▶ [Stated goal 1]
Decide whether each statement below agrees with the commentary on torture prosecutions. Answer yes or no for each, and quote the words of the commentary that settle it.
(a) The 1993 bombing of the World Trade Center was investigated by the NYPD, the ATF and the FBI.
(b) The commentary accepts Cohen's view that America became a very different country on September 12, 2001.
(c) After the 1993 bombing, the Marines were sent in.

There is an ongoing debate over the closing of America’s most notorious detainment/torture center at Guantanamo and the legality and efficacy of using torture to extract “information” from detainees in that and other facilities.
In a piece in this morning’s Washington Post titled Torture? Prosecute Us, Too Richard Cohen leads with this:
“The past is a foreign country; they do things differently there.” So goes an aphorism that needs to be applied to the current debate over whether those who authorized and used torture should be prosecuted. In the very different country called Sept. 11, 2001, the answer would be a resounding no.
Contrary to what has become the accepted noise, “the world” did not “change” on 9/11. Our laws, our treaties and international agreements as well as our values remained. We did not become a “very different country” on September 12, 2001 despite Mr. Cohen’s (and others) claim.
In many ways it is our body of law that binds the past, present and future. The rule of law gives constancy to our “values.” Laws may change but the process of change is, and should be reasoned and deliberate, not an impassioned reaction to the events of the day. That kind of reaction to the passions of the moment is the path of the lynch mob.
If, as is said in legal circles, “big cases make for bad law,” the events of 9/11 and the rapid changes in our laws and public policy that resulted from the reaction to those events gives us the mother of all examples of the aphorism. An extremely big case led to a series of terrible revisions of our laws.
Among the legion of egregious errors committed by the last Republican administration was the naming of the war that it proposed to fight following the criminal destruction of the World Trade Center, the attack on the Pentagon and the downing of a fourth commercial airliner in a Pennsylvania pasture.
As has been pointed out numerous times “War on Terror” is an unfortunate term which calls for a war on a tactic: terror. You can no more fight a war against “terror” than you can fight a war against “covering fire,” “encirclement” “camouflage” or “surprise.”
Bush, Rumsfeld, Cheney and the Goebbelian PR squad in the White House basement used the term “terror” more for its perceived effectiveness in arousing the public than for any accuracy in describing their strategy, or as Bush put it, “strategery.” It was in the Bush White House that the ad boys gave the word a capital “T” and used it as their “brand” for instilling public fear and acquiescence in nearly any act that they chose to carry out over the ensuing seven years.
The attacks on September 11, 2001 involved specific criminal acts, all of which are spelled out in federal and state law and punishable by lengthy prison terms up to and including life in prison. Under federal law, death penalty statutes would apply for the murder of the thousands of victims of the crimes.
When the World trade center was bombed the first time in 1993 the crime was investigated by the NYPD, the ATF and the FBI with the help, no doubt, of other agencies both here and abroad. A thorough investigation by law enforcement professionals resulted in the arrest, conviction and life sentences for the criminals involved.
The Marines were not sent in, nor were the Army and Navy deployed in force and the country did not go to war. Rather than launching a full scale campaign of “shock and awe,” the Clinton administration, in its wisdom, effectively, sent in “Columbo.”

▶ [Stated goal 2] Rewrite every one of the records below, swapping "sponsor banner" for "scoreboard" and changing nothing else.

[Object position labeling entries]

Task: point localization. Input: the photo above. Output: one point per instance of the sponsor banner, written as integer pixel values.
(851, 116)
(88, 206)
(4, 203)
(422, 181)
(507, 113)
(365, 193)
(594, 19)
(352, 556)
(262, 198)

▶ [Expected output 1]
(a) Yes: "the crime was investigated by the NYPD, the ATF and the FBI"
(b) No: "We did not become a “very different country” on September 12, 2001 despite Mr. Cohen’s (and others) claim."
(c) No: "The Marines were not sent in"

▶ [Expected output 2]
Task: point localization. Input: the photo above. Output: one point per instance of the scoreboard, written as integer pixel values.
(851, 116)
(88, 206)
(4, 203)
(422, 181)
(507, 113)
(365, 193)
(594, 19)
(352, 556)
(262, 198)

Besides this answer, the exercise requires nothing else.